SOURCE RECORDS »
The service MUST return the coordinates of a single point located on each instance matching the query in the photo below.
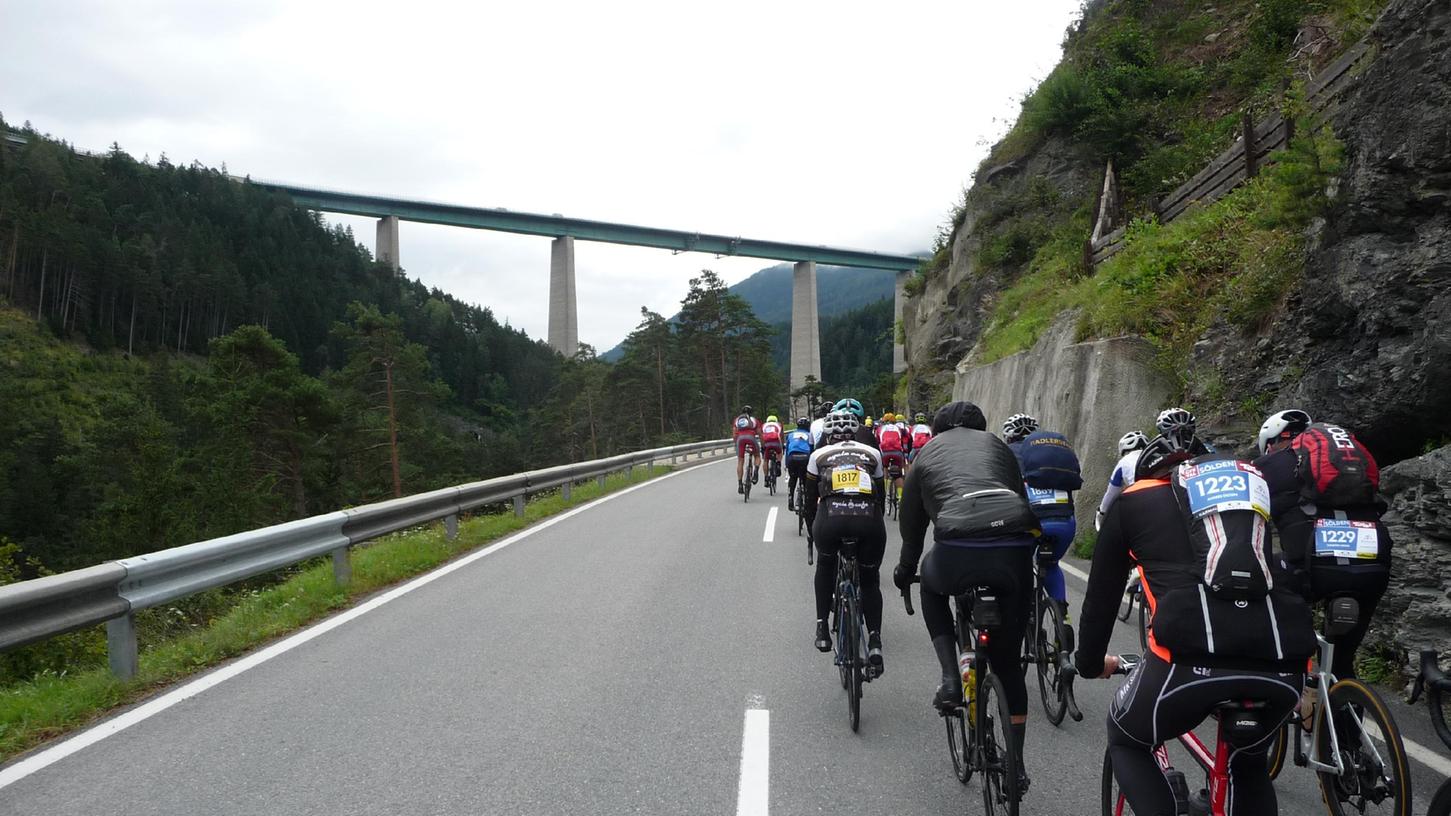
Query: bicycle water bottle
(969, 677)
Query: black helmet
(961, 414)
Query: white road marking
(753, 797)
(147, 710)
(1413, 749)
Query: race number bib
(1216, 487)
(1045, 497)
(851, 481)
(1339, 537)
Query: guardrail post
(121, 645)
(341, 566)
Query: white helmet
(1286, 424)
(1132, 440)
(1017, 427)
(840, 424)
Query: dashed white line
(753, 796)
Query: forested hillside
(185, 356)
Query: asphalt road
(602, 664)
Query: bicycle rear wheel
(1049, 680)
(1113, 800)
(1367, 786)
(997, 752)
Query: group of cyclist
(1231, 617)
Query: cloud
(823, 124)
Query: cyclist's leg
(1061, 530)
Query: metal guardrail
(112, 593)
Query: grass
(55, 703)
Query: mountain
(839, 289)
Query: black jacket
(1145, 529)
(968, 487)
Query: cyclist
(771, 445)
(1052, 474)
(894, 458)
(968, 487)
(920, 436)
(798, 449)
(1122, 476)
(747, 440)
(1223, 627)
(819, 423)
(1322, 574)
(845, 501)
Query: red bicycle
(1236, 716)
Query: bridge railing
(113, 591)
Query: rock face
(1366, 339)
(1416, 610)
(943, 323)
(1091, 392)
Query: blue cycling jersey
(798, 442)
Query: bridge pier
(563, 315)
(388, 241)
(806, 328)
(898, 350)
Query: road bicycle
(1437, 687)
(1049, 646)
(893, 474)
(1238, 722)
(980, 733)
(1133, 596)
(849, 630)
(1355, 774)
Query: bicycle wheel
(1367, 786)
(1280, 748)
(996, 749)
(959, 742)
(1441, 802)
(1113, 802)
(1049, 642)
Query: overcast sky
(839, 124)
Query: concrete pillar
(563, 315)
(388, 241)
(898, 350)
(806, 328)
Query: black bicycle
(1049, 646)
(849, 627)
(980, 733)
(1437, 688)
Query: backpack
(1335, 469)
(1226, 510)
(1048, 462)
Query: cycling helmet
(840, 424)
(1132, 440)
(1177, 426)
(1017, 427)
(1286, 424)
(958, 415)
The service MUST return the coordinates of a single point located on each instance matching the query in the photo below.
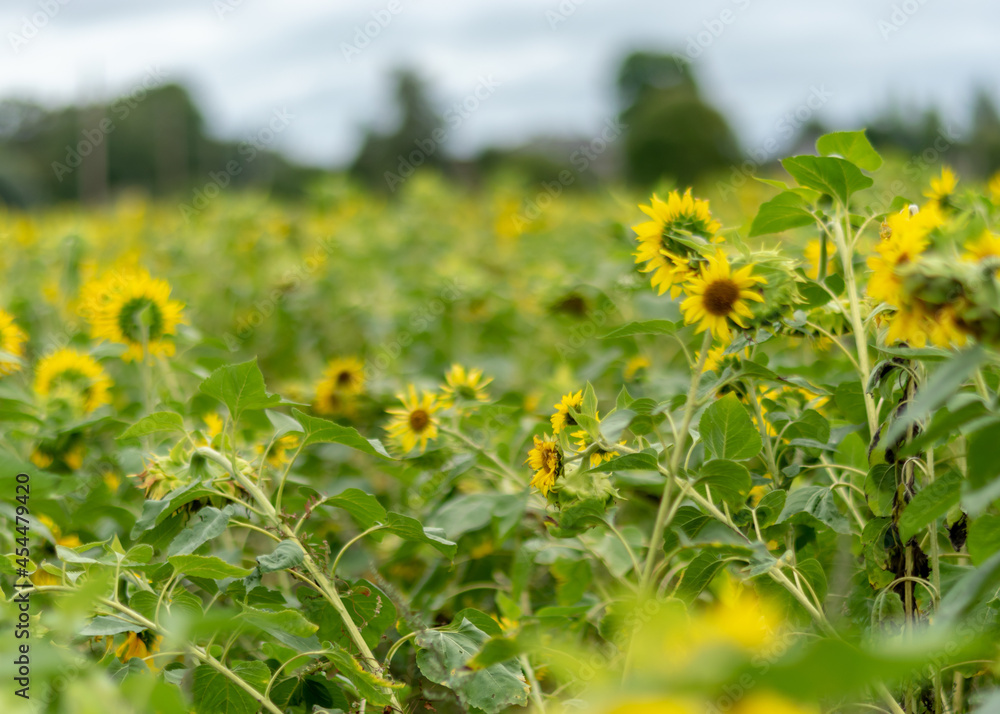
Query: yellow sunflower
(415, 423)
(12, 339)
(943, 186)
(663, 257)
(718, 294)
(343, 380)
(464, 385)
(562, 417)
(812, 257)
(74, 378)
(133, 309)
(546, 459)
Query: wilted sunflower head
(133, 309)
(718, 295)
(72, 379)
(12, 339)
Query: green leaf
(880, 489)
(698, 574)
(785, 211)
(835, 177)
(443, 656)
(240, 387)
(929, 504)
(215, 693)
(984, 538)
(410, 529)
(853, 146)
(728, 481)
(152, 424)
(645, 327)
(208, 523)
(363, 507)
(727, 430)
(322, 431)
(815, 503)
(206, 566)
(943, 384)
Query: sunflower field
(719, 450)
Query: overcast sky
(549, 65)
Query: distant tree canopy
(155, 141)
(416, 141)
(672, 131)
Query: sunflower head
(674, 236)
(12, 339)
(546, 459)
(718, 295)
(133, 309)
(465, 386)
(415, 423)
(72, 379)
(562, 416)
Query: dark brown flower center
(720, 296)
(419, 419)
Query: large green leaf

HOW TO COMPLETE THIS TASK » Leaving out the pictures, repeat the data above exactly.

FINAL ANSWER »
The service MUST return the coordinates of a single point located on each instance matching the query in the photo below.
Query: bicycle water bottle
(969, 677)
Query: black helmet
(961, 414)
Query: white road marking
(753, 797)
(147, 710)
(1413, 749)
Query: race number bib
(1216, 487)
(1045, 497)
(851, 481)
(1339, 537)
Query: guardrail post
(121, 645)
(341, 566)
Query: white helmet
(1286, 424)
(1132, 440)
(1017, 427)
(840, 424)
Query: dashed white line
(753, 796)
Query: forested hillside
(185, 356)
Query: asphalt road
(602, 664)
Query: bicycle rear wheel
(1049, 680)
(1113, 800)
(1367, 786)
(997, 752)
Query: group of cyclist
(1231, 617)
Query: cloud
(823, 124)
Query: cyclist's leg
(1061, 530)
Query: metal guardrail
(112, 593)
Query: grass
(55, 703)
Query: mountain
(839, 289)
Query: black jacket
(1145, 529)
(968, 487)
Query: cyclist
(771, 445)
(1052, 474)
(894, 458)
(968, 487)
(920, 436)
(798, 449)
(1122, 476)
(747, 440)
(1223, 627)
(819, 423)
(1322, 574)
(845, 501)
Query: red bicycle
(1236, 716)
Query: bridge railing
(113, 591)
Query: rock face
(1366, 339)
(1416, 610)
(943, 323)
(1091, 392)
Query: blue cycling jersey
(798, 442)
Query: bridge pier
(563, 315)
(388, 241)
(806, 328)
(898, 350)
Query: road bicycle
(1437, 687)
(1049, 646)
(893, 474)
(1238, 722)
(980, 733)
(1133, 596)
(849, 630)
(1355, 774)
Query: bicycle wheel
(1367, 786)
(1280, 748)
(996, 749)
(959, 742)
(1441, 802)
(1113, 802)
(1049, 642)
Query: overcast sky
(839, 124)
Query: concrete pillar
(563, 315)
(388, 241)
(898, 350)
(806, 328)
Query: black bicycle
(1049, 646)
(849, 627)
(980, 733)
(1437, 688)
Query: backpack
(1335, 469)
(1226, 510)
(1048, 462)
Query: cycling helmet
(840, 424)
(1132, 440)
(1177, 426)
(1017, 427)
(1286, 424)
(958, 415)
The service MUST return the coordinates of a single point located on each instance matching the query in the photo below.
Query: yellow sunflower
(415, 423)
(12, 339)
(943, 186)
(663, 257)
(718, 294)
(343, 380)
(464, 385)
(562, 417)
(812, 257)
(74, 378)
(133, 309)
(546, 459)
Query: wilted sunflower head
(133, 309)
(718, 295)
(72, 379)
(12, 339)
Query: green leaf
(880, 489)
(698, 574)
(785, 211)
(835, 177)
(443, 656)
(240, 387)
(929, 504)
(215, 693)
(984, 538)
(410, 529)
(853, 146)
(728, 481)
(152, 424)
(645, 327)
(208, 523)
(363, 507)
(727, 430)
(322, 431)
(815, 503)
(206, 566)
(943, 384)
Query: sunflower field
(719, 450)
Query: overcast sky
(549, 65)
Query: distant tree canopy
(155, 141)
(416, 141)
(672, 131)
Query: sunflower head
(674, 236)
(12, 339)
(546, 459)
(718, 295)
(133, 309)
(465, 386)
(415, 423)
(72, 379)
(562, 416)
Query: dark brown flower center
(720, 296)
(419, 419)
Query: large green leaf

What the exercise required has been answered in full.